Exercise: The answer must give back every line of the data exactly, with no pictures.

Stored data entries:
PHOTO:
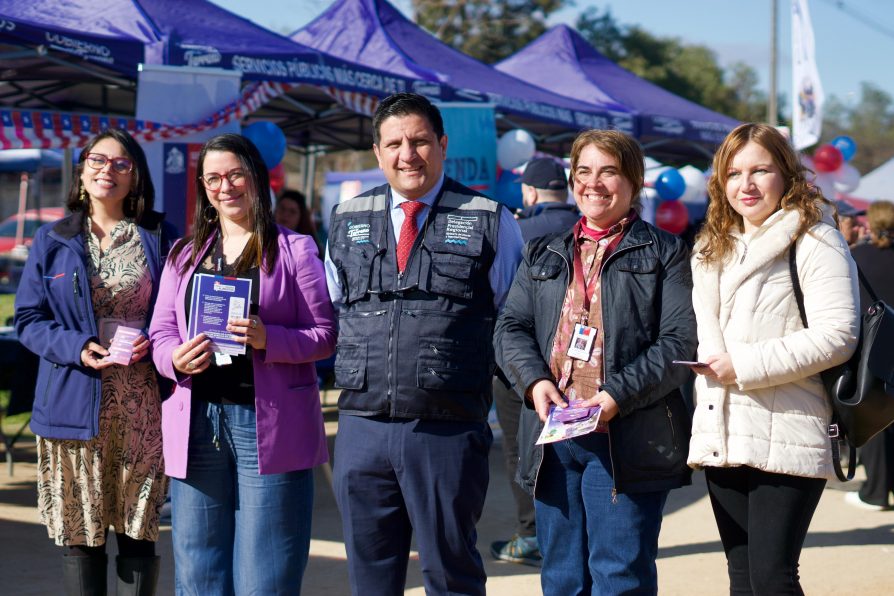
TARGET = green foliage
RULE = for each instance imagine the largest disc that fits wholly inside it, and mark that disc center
(870, 122)
(488, 30)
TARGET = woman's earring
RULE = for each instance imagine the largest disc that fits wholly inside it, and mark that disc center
(211, 216)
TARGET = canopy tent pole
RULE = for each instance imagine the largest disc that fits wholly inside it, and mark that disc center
(23, 201)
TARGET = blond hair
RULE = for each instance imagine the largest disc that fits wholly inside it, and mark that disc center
(716, 243)
(881, 223)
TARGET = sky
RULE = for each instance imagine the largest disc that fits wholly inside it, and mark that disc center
(854, 38)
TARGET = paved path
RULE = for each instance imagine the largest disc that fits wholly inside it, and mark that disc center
(848, 551)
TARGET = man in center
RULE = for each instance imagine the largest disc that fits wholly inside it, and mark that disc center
(418, 269)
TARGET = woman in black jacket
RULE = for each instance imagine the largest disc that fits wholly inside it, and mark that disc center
(596, 317)
(876, 259)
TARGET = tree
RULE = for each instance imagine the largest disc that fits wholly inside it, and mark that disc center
(488, 30)
(688, 70)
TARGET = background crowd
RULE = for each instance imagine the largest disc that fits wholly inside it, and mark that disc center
(424, 289)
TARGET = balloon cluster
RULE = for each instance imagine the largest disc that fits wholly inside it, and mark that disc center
(515, 148)
(269, 139)
(833, 172)
(676, 188)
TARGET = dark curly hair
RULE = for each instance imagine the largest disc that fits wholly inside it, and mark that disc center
(142, 192)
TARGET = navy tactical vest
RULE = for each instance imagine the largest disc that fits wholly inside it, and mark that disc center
(418, 344)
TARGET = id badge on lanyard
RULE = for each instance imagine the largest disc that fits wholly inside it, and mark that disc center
(580, 347)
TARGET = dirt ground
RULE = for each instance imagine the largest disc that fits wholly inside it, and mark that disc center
(848, 550)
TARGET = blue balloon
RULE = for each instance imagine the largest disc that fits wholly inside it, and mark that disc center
(846, 145)
(269, 139)
(670, 185)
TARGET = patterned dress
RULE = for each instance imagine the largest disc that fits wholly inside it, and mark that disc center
(117, 478)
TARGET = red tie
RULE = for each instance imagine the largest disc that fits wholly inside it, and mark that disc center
(408, 232)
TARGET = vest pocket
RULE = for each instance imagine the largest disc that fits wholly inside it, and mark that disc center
(452, 274)
(450, 366)
(350, 363)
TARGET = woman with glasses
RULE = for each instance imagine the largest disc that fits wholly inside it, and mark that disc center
(595, 318)
(242, 431)
(90, 277)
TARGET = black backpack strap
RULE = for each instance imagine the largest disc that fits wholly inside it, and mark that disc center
(835, 427)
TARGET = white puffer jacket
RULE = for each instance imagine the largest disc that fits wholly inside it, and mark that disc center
(775, 416)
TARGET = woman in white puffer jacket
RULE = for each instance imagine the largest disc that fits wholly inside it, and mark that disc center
(760, 428)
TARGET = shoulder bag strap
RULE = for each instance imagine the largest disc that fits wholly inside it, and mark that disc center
(834, 433)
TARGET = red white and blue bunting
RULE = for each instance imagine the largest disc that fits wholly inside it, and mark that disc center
(33, 129)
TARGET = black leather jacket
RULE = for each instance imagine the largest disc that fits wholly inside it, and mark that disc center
(647, 321)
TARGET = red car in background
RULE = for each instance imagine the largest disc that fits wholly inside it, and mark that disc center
(34, 218)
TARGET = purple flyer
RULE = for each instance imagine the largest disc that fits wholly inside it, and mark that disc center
(215, 300)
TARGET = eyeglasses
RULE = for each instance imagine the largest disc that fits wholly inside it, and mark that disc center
(120, 165)
(214, 181)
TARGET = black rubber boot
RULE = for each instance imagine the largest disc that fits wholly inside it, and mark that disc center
(85, 576)
(137, 576)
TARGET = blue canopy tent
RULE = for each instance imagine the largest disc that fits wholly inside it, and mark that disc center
(374, 33)
(671, 127)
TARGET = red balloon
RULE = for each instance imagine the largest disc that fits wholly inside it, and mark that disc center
(827, 158)
(672, 216)
(277, 178)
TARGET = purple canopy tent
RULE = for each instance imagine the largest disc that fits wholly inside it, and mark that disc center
(72, 56)
(671, 127)
(64, 56)
(374, 33)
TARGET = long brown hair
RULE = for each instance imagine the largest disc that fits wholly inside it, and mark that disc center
(716, 242)
(141, 197)
(262, 248)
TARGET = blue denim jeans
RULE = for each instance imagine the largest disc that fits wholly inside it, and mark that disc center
(591, 545)
(236, 531)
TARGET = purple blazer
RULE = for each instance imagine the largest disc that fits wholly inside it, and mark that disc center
(295, 308)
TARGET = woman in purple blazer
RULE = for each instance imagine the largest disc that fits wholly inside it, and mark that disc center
(242, 432)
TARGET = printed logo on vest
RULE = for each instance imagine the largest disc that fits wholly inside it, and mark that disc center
(358, 233)
(459, 228)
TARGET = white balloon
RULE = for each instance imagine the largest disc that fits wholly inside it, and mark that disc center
(696, 185)
(515, 148)
(847, 178)
(649, 200)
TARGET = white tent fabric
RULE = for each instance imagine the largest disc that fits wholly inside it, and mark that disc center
(877, 184)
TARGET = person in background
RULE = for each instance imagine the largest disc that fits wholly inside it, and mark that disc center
(291, 212)
(547, 211)
(760, 428)
(853, 232)
(876, 260)
(99, 451)
(621, 288)
(419, 269)
(242, 433)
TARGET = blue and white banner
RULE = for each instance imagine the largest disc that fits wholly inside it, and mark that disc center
(807, 91)
(471, 145)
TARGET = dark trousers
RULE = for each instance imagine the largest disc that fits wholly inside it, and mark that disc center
(763, 520)
(509, 407)
(396, 476)
(877, 457)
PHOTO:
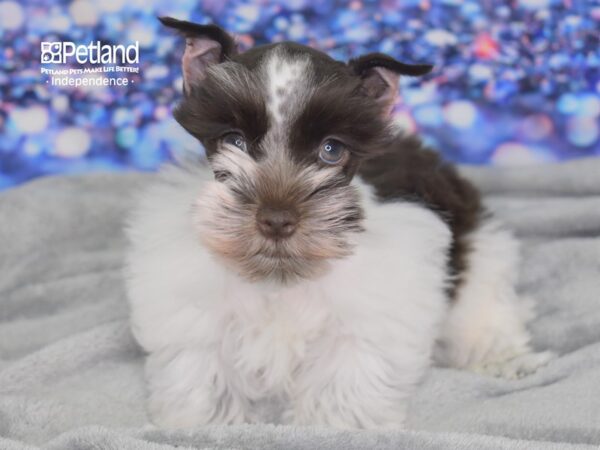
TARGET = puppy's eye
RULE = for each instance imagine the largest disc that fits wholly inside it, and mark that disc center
(333, 152)
(235, 139)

Reply:
PHOTO:
TARGET = green foliage
RULE = for each instance imagine the largest disc that fits wholly inside it, and mark that disc center
(870, 122)
(488, 30)
TARGET = woman's earring
RULE = for each instance imagine the largest disc that fits wholly inside it, and mark that disc center
(211, 216)
TARGET = canopy tent pole
RULE = for each instance imagine the largest disc that fits wholly inside it, and mark that disc center
(23, 201)
TARGET = blond hair
RULE = for each instance imagine the largest disc that fits wholly inside it, and mark that disc center
(716, 243)
(881, 223)
TARGET = sky
RULE = for each instance imagine the largest disc that fits wholly inside it, and mark that disc center
(854, 38)
TARGET = paved path
RULE = for each instance imagine the largest disc that fits wholly inside it, and mark that disc center
(848, 551)
TARGET = man in center
RULE = for each instance imagine the largest disc that fits wholly inside it, and mark that disc center
(418, 269)
TARGET = woman in black jacket
RULE = for each instance imagine the largest disc that fits wholly inside it, and mark that disc center
(596, 317)
(876, 259)
TARGET = tree
RULE = for each instance imagine the largest disc that fits wholly inside it, and mark that disc center
(488, 30)
(688, 70)
TARGET = background crowd
RULE = for each instance imagine the largest disc that fits wholly inside it, and mark that disc center
(424, 289)
TARGET = balloon cluster
RULE = for each instance imagine the largest disc that fits wholly inside it, and mark that disc center
(515, 148)
(269, 139)
(833, 172)
(676, 188)
TARGET = dark curly hair
RULE = for each instance imagine the largest disc that fits wholly inside it, and mark that disc center
(142, 192)
TARGET = navy tactical vest
RULE = for each instance imagine the largest disc that fits wholly inside it, and mark that disc center
(418, 344)
TARGET = id badge on lanyard
RULE = for each instance imagine the largest disc that fits wholly inside it, and mark that disc center
(580, 347)
TARGET = dirt ground
RULE = for each instance imagine the largest disc that fits wholly inside it, and mark that disc center
(848, 550)
TARGET = blue balloon
RULE = for each instance imagine the largest disc that fits wholly inside it, and mark that disc center
(846, 145)
(269, 139)
(670, 185)
TARGET = patterned dress
RULE = for each instance imagine the largest disc that fits wholly inside it, and mark that disc center
(117, 478)
TARGET = red tie
RULE = for each instance imagine the largest disc that fits wholly inside it, and mark that disc center
(408, 232)
TARGET = vest pocket
RULE = for each instance imagine the largest disc that fits wholly inside it, and mark that disc center
(452, 274)
(450, 366)
(350, 363)
TARGET = woman with glasses
RULE = for each instance imagine the largest disc that fits wholly inside it, and mark that disc center
(595, 318)
(242, 431)
(90, 277)
TARGET = black backpack strap
RULE = for each instance imagine the largest disc that fits wholly inside it, and mark that disc center
(835, 427)
TARGET = white puffer jacket
RULE = for each instance imagine the largest disc that fits wholly inside it, and mark that disc center
(775, 416)
TARGET = woman in white puffer jacket
RULE = for each instance imagine the largest disc that fits wholly inside it, and mark that disc center
(760, 428)
TARGET = shoulder bag strap
RULE = for each instance imagine the largest disc that fits wholly inside it, and mark that disc center
(834, 433)
TARGET = red white and blue bunting
RULE = for each instance imagine the largest disc that fits wholly inside it, and mark that disc center
(33, 129)
TARGET = black leather jacket
RULE = for each instance imagine the largest disc that fits wholly inside it, and mark that disc center
(647, 321)
TARGET = red car in background
RULE = for each instance imagine the largest disc that fits wholly inside it, and mark that disc center
(34, 218)
TARGET = purple flyer
RULE = for each instance imagine the largest disc that fits wholly inside it, and mark that disc center
(215, 300)
TARGET = eyeglasses
RULE = for each instance imagine the largest disc that fits wholly inside it, and mark that disc center
(120, 165)
(214, 181)
TARGET = black rubber boot
RULE = for each instance imagine the largest disc that fits wholly inside it, and mark that disc center
(85, 576)
(137, 576)
TARGET = blue canopy tent
RULE = for each instance imagine the largest disc that fits wholly inside it, and mark that disc center
(374, 33)
(671, 127)
TARGET = red balloon
RULE = for each instance imagine the largest disc that fits wholly inside it, and mark that disc center
(827, 158)
(672, 216)
(277, 178)
TARGET = purple canopy tent
RULE = for each instance imagine the largest disc that fits wholly inside it, and mark that disc center
(72, 56)
(671, 127)
(64, 56)
(374, 33)
TARGET = long brown hair
RULE = for each instance imagine the largest disc that fits wholly inside it, and mark that disc center
(716, 242)
(141, 197)
(262, 248)
TARGET = blue denim jeans
RULE = for each instance imagine the largest disc that fits wholly inside it, and mark that disc center
(591, 545)
(236, 531)
TARGET = purple blazer
RULE = for each instance imagine the largest disc that fits wholly inside it, and mark that disc center
(295, 308)
TARGET = woman in purple blazer
RULE = for each instance imagine the largest disc that fits wholly inside it, and mark that disc center
(242, 432)
TARGET = printed logo on vest
RULE = for each instance imagine the largest disc that fits wholly inside it, and mark that disc center
(358, 233)
(459, 228)
TARGET = white balloon
RULE = for each instance imagine the largest disc that fits wholly inside it, and mark that disc center
(696, 185)
(515, 148)
(847, 178)
(649, 200)
TARGET = white tent fabric
RULE = for each instance imagine the largest disc that fits wholly inside it, and mark that disc center
(877, 184)
TARGET = person in background
RULE = for each instance imagine the largest disc that fits wholly inside it, and mark that disc center
(291, 212)
(547, 211)
(760, 428)
(853, 232)
(876, 260)
(99, 451)
(621, 288)
(419, 269)
(242, 433)
TARGET = blue and white banner
RULE = for each instance imagine the largest disc that fits wholly inside it, and mark that disc center
(807, 91)
(471, 145)
TARGET = dark trousers
RULE = for each instance imagine the largest disc that fits wholly inside it, and mark that disc center
(763, 520)
(509, 407)
(396, 476)
(877, 457)
PHOTO:
TARGET = puppy's eye
RULE = for each instance imagine the largest disc that fits wholly inside it, and mark that disc center
(333, 152)
(235, 139)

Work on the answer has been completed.